Direction » Will you print the material below without altering a single character?

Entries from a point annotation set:
▼

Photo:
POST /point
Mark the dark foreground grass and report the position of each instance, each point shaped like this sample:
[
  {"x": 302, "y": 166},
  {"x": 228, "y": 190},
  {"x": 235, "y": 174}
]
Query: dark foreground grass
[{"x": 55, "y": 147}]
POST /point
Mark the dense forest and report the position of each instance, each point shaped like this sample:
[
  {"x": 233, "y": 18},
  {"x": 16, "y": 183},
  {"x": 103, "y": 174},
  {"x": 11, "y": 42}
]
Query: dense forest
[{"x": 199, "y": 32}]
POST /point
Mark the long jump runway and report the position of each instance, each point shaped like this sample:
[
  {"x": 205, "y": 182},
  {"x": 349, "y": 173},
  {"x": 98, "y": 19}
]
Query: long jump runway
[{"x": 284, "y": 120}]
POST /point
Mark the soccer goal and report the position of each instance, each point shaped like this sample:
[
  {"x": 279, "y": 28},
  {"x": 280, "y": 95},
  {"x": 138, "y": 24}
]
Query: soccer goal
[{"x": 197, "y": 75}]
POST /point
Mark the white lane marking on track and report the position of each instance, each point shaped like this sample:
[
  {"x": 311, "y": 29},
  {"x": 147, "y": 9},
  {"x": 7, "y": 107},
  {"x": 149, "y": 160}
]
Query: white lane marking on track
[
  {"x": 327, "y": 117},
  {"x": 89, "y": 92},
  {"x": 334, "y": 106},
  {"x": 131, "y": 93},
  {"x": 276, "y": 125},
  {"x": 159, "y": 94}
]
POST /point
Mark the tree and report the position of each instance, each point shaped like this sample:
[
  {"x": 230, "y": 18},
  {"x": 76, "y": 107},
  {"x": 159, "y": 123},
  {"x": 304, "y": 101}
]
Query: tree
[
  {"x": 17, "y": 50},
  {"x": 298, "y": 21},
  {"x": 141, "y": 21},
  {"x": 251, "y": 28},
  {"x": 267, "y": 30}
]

▲

Response to the exercise »
Photo:
POST /point
Mark the dark foreground grass and report the position of each instance, each point shaped like this sample:
[
  {"x": 302, "y": 166},
  {"x": 228, "y": 190},
  {"x": 235, "y": 174}
]
Query: dark foreground grass
[{"x": 55, "y": 147}]
POST /point
Mark the dense forest and report the position of each instance, each point shaped like this sample:
[
  {"x": 233, "y": 18},
  {"x": 16, "y": 183},
  {"x": 103, "y": 174},
  {"x": 11, "y": 42}
]
Query: dense forest
[{"x": 199, "y": 32}]
POST /point
Mark the long jump runway and report the position of each instance, each point shaped like this sample:
[
  {"x": 205, "y": 182},
  {"x": 349, "y": 173},
  {"x": 98, "y": 19}
]
Query: long jump runway
[{"x": 284, "y": 120}]
POST /point
Mark the soccer goal and report the position of each instance, each point shaped like this sample:
[
  {"x": 279, "y": 28},
  {"x": 280, "y": 95},
  {"x": 138, "y": 24}
]
Query: soccer goal
[{"x": 197, "y": 75}]
POST /point
Mark the white lane marking on track and report the position of each instance, each point shaped like this sample:
[
  {"x": 311, "y": 29},
  {"x": 147, "y": 9},
  {"x": 7, "y": 107},
  {"x": 149, "y": 160}
]
Query: white lane marking on track
[
  {"x": 327, "y": 117},
  {"x": 89, "y": 92},
  {"x": 334, "y": 106},
  {"x": 131, "y": 93},
  {"x": 276, "y": 125},
  {"x": 159, "y": 94}
]
POST /point
Mark the tree and report the position of each instance, each point shaped like this sample:
[
  {"x": 230, "y": 18},
  {"x": 76, "y": 107},
  {"x": 159, "y": 123},
  {"x": 304, "y": 101}
]
Query: tree
[
  {"x": 17, "y": 50},
  {"x": 298, "y": 21},
  {"x": 141, "y": 21},
  {"x": 251, "y": 28},
  {"x": 267, "y": 30}
]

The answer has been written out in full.